:: Supplied text ::
_ _ _ _ _
1) Because the developers of Pkl are Python haters

2) Because the developers of Pkl are so overawed by Python that they can't imagine Pkl contributing anything useful to the Python ecosystem

In either case, having suffered so much using Ansible and its excrable YAML scripting, I may use Pkl together with Python.



Probably secret option number 3 of no-one having needed it yet - because the tool is standalone, you can render the required output before running whatever needs to consume it. I’ve certainly used it from Python in that manner - bindings are only required if you want to consume the raw language programmatically from a Python context.


Exactly this. Pkl is most useful as a type-safe configuration language that can output to any other format (already supported, or put together by the user within Pkl). You’ll always get valid JSON, YAML, PLIST, what-have-you as output. This you can then parse in the language/system of your choice.

Certainly language bindings are useful, and if there’s demand likely someone will create them.


“Popular” doesn’t mean “fitting every purpose”.

All the listed languages are compiled and statically typed. Python is neither. Neither is JavaScript, another popular programming language which is also not listed.


I don't see how the static typing of the bound languages enters into it. Python has type hints which can be enforced by some compilers, if you are so committed to type safety in your config scripts. If you have Pkl output YAML or XML then where is your type safety?
_ _ _ _ _
:: Information given ::
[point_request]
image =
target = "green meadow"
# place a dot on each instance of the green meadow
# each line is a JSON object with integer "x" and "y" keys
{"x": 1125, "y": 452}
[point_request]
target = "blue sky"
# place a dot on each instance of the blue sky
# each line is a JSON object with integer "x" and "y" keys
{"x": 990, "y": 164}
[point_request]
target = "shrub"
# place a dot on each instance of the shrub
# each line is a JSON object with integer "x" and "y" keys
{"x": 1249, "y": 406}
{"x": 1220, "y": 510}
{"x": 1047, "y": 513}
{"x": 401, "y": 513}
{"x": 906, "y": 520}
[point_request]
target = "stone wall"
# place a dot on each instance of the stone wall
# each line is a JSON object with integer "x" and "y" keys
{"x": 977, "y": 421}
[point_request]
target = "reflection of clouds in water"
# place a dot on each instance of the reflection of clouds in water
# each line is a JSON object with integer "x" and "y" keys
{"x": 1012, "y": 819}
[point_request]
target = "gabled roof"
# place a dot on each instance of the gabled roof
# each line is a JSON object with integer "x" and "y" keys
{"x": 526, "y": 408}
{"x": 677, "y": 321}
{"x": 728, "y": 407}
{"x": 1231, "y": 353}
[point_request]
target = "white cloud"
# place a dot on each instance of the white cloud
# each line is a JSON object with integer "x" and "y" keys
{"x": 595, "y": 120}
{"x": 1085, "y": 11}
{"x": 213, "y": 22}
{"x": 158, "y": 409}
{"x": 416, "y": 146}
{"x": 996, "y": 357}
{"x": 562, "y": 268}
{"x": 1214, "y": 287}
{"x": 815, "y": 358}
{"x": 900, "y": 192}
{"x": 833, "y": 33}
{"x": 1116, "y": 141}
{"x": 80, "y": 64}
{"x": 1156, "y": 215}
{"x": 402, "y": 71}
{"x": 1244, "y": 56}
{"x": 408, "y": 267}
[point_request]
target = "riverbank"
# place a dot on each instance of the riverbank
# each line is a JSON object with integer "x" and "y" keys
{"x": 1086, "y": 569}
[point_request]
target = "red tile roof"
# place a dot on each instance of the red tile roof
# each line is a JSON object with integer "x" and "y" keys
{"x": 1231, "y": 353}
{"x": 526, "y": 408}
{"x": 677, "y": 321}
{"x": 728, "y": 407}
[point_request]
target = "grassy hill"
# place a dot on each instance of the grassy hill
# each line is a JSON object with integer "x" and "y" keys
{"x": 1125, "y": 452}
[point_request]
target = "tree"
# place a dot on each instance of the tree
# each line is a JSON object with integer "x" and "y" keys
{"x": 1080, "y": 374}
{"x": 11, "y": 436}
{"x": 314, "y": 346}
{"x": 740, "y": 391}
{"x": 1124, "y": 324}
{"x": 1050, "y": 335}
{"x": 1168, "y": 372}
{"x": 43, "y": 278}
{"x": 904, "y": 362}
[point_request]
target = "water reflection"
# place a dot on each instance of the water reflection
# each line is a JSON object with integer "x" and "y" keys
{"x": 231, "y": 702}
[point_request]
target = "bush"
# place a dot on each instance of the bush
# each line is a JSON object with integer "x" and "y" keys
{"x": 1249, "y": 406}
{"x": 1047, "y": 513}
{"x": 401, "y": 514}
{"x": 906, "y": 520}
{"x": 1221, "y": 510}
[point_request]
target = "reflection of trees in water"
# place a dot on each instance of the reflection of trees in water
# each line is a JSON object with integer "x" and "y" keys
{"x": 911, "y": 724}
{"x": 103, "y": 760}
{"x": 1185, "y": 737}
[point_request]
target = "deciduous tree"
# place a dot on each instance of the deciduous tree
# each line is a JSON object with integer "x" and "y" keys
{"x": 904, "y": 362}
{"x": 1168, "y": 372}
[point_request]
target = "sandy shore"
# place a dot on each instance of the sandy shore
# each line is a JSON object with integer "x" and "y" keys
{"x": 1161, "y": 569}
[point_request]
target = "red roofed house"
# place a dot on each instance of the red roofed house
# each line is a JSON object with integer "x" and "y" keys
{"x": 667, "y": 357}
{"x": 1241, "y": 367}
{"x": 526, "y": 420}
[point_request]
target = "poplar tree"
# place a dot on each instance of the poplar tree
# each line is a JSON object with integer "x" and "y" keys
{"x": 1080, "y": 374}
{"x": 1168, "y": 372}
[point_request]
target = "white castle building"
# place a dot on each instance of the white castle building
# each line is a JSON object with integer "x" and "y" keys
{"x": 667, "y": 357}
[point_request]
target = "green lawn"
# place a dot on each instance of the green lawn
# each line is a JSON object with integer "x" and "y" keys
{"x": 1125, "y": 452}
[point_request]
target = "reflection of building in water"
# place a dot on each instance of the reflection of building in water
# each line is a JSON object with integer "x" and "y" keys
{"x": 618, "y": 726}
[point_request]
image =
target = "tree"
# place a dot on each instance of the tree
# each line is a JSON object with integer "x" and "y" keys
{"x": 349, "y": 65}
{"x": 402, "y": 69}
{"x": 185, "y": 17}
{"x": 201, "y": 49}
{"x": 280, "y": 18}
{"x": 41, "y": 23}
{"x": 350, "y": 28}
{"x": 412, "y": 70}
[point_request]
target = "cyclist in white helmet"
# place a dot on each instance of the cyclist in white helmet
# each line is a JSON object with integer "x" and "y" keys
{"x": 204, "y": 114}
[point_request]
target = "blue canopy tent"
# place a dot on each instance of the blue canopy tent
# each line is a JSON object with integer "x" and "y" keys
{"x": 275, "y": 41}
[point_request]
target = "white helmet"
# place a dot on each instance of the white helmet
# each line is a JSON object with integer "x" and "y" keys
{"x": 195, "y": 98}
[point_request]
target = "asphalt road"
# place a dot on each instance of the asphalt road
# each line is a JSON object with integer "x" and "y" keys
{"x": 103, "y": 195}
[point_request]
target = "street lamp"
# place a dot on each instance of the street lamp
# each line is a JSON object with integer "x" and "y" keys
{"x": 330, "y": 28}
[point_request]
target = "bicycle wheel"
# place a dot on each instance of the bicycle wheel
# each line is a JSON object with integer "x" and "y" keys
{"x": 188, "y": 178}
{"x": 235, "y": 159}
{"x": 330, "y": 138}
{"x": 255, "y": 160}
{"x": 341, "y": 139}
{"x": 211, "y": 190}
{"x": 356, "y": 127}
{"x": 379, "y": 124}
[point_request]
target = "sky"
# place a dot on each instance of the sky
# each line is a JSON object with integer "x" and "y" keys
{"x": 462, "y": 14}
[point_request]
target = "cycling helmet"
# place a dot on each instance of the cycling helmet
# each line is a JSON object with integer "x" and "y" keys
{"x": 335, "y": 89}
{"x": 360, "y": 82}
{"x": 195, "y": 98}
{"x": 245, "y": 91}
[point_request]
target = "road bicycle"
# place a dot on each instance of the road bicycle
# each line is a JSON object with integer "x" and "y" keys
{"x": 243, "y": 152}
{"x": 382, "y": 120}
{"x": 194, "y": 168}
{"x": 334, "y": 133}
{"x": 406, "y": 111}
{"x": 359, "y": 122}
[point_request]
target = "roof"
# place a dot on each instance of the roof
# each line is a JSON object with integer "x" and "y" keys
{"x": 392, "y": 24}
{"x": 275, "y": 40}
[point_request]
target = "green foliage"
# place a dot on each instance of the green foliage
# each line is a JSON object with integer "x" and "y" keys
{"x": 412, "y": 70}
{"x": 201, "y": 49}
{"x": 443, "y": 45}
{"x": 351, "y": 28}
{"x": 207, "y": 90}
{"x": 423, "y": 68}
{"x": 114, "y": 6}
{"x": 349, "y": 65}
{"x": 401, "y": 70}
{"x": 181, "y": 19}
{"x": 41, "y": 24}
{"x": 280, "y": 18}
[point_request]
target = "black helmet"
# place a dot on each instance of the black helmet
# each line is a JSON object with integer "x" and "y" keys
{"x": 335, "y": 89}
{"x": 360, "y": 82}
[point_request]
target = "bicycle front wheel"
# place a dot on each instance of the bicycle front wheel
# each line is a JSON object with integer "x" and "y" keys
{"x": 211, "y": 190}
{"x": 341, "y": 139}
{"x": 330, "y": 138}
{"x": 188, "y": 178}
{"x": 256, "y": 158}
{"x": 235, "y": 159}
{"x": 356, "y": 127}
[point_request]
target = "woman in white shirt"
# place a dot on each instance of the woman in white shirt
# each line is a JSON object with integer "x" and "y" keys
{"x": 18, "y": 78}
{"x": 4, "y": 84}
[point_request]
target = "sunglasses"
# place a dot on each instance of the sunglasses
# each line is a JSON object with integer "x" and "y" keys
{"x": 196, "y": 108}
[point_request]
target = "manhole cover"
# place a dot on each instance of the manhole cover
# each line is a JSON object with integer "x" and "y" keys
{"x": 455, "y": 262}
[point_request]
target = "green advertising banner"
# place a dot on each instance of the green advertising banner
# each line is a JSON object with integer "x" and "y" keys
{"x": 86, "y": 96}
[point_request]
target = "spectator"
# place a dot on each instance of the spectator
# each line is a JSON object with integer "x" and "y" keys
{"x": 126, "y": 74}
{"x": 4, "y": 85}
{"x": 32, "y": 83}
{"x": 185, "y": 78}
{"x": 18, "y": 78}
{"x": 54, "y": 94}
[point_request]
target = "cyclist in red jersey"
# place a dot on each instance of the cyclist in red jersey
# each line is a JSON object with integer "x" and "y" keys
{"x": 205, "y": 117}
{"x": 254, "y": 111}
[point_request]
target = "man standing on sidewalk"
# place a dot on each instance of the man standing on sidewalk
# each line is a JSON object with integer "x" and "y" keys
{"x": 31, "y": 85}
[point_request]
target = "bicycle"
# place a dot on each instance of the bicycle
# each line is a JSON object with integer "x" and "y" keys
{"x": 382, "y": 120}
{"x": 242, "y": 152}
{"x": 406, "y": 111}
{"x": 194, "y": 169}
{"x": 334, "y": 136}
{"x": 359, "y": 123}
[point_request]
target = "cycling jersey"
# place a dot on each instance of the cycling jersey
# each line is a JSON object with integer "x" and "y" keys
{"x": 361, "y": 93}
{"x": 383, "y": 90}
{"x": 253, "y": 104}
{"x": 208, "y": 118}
_ _ _ _ _
Write the next reply in the comment thread about Pkl and Python bindings, picking up after its last line.

Since "popular" does mean that very many people are using it, I think it would be wise to try to serve the Python community.


Another possibility: a naming conflict with, and potential confusion around the already existing Python serialisation library 'pickle'?


I think this intended for compiled languages? If you already have Python or Ruby in your stack you can simply write a little script to generate the required JSON or YAML. I'm not sure you would ever want to add Pkl to the mix in that case?


> Because the developers of Pkl are Python haters

Look at the languages that they do support - Go, Swift, Kotlin, Java. These are all robust languages for writing production grade software. That's probably why - the people at Apple using this don't need it for their hacky Python scripts.


By "production grade software" do you mean major sites like Instagram or Reddit?


> 1) Because the developers of Pkl are Python haters

Is it really that deep?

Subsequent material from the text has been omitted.